Süddeutsche Zeitung - Rezension
Süddeutsche Zeitung | Besprechung von 15.03.2002

Mehr als Sprache
Wladimir Woinowitschs Roman
„Aglaja Rewkinas letzte Liebe”
Wladimir Woinowitsch sagte immer, was er dachte, und tat das, was er für richtig hielt. Dafür wurde der Autor des satirischen Epos „Die denkwürdigen Abenteuer des Soldaten Iwan Tschonkin” (1979), der die sowjetische Wirklichkeit „verunglimpfte” und selbst dem Heiligtum des Großen Vaterländischen Krieges keinen Respekt erwies, zum Dissidenten abgestempelt und ausgebürgert. Aber auch im Münchner Exil hielt er Distanz zu jedem Kollektiv, diesmal dem der exkommunizierten Andersdenkenden mit ihren Ideologien und geistigen Autoritäten. Im Westen wurde er nie heimisch, und Anfang der 90er Jahre kehrte er als einer der wenigen politischen Flüchtlinge nach Moskau zurück, wo er weiter als Schriftsteller tätig war. 2001 erschien „Aglaja Revkinas große Liebe” (im russischen Titel „Monumentalpropaganda”), für den er 2001 den „Staatspreis für Literatur” der Russischen Föderation, jene hohe Auszeichnung, die einst „Stalinpreis” hieß und regimetreuen Schreibtischtätern verliehen wurde, erhielt.
Woinowitsch sollte die Ironie dieser Kontingenz besonders genießen. Denn seine Heldin Aglaja ist eine Betonstalinististin, die in ihrem schlichten Enthusiasmus und schonungslosen Kampf für die lichte Zukunft – als Beauftragte für Kollektivierung, als Partisanin, Parteivorsitzende und gar degradierte Leiterin des Kinderheims – vor keiner Brutalität zurückschreckt. In ihrer blinden Treue zu Stalin, dem sie nach dem Krieg in ihrem Städtchen ein Denkmal errichten lässt, ist sie so gedankenlos und eindimensional, dass man anfangs befürchtet, der Autor werde mit dieser als grobe Karikatur angelegten Gestalt künstlerisch scheitern. Doch die Bedenken lösen sich schnell auf. Der Leser wird allmählich vom Gewebe des jedem Sowjetmenschen vertrauten Nachkriegslebens eingesponnen. Woinowitschs Ziel ist nichts weniger als den „Kurzen Lehrgang der Geschichte der KPdSU”, das berüchtigte Standardwerk des Hochstalinismus, bis in die Gegenwart fortzuschreiben, natürlich aus der heutigen Perspektive und mit den Mitteln ironischer Verfremdung.

Aufgabe 1
Welche Funktionen übt die Heldin Aglaja laut der Rezension im Kampf für die lichte Zukunft aus? Liste alle auf.
Aufgabe 2
Welchen Namen trug die Auszeichnung, die Woinowitsch 2001 erhielt, laut der Rezension früher?
Aufgabe 3
Setze die Rezension zu Woinowitschs Roman nach ihrem letzten Satz fort.

Vorliegende Daten
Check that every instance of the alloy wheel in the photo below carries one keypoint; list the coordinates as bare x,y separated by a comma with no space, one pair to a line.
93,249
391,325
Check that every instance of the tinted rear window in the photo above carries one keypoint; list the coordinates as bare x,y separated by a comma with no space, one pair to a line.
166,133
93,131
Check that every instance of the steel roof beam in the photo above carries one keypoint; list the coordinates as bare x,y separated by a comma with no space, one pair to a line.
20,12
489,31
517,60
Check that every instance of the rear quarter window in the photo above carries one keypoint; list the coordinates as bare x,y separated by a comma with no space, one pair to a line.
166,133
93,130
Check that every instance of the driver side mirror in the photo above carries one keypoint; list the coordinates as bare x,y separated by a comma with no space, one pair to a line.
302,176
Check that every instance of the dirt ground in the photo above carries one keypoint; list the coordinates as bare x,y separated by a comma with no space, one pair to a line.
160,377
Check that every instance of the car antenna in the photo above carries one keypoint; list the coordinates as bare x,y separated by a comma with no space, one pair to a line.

Schriftliche Antwort 1
- Beauftragte für Kollektivierung
- Partisanin
- Parteivorsitzende
- degradierte Leiterin des Kinderheims

Schriftliche Antwort 2
„Stalinpreis“

Schriftliche Antwort 3
Wohnzimmer-Stalin
Der Autor vermutet nicht ohne Grund, dass die jüngere Generation inzwischen eine ziemlich vage Vorstellung davon hat, wie es damals zugegangen ist und was dieser oder jener Ausdruck in Parteichinesisch bedeutetet; deshalb bemüht er sich, das befremdliche Vokabular der 50er und 60er zu erklären. Das Drama der unbeugsamen Aglaja beginnt nach dem XX. Parteitag, als der Personenkult entlarvt und das Stalin-Denkmal abmontiert, sie selbst aus der Partei ausgeschlossen wird und der „Volksfeind”, der Jude Schubkin, nach seiner Rückkehr aus dem Arbeitslager eine Lehrerstelle im Kinderheim der Stadt bekommt. Aglaja gelingt es, den Traktoristen, der das Stalin-Denkmal zum Schrottplatz bringen soll, zu bestechen und das Ding in ihrem Zimmer in einer Kommunalwohnung aufzustellen. Der rehabilitierte Schubkin, treuer Marxist-Leninist, zieht ins Nachbarzimmer, wo er die Feindesstimmen – BBC und Radio Liberty – abhört. Am Beispiel Schubkins, der als einziger Dissident der Stadt vom KGB gefördert wird, arbeitet der Autor die Geschichte der dissidentischen Bewegung – von den frühen Illusionen über den ideellen Sozialismus bis zu Samisdat, Begeisterung für den orthodoxen Glauben und Emigration nach Israel – ironisch auf. Zusammen mit dem gusseisernen Stalin überlebt Aglaja nicht nur das Chruschtschowsche Tauwetter und die Breschnewsche Restalinisierung, sie muss auch Perestroika und Zusammenbruch des Sozialismus über sich ergehen lassen.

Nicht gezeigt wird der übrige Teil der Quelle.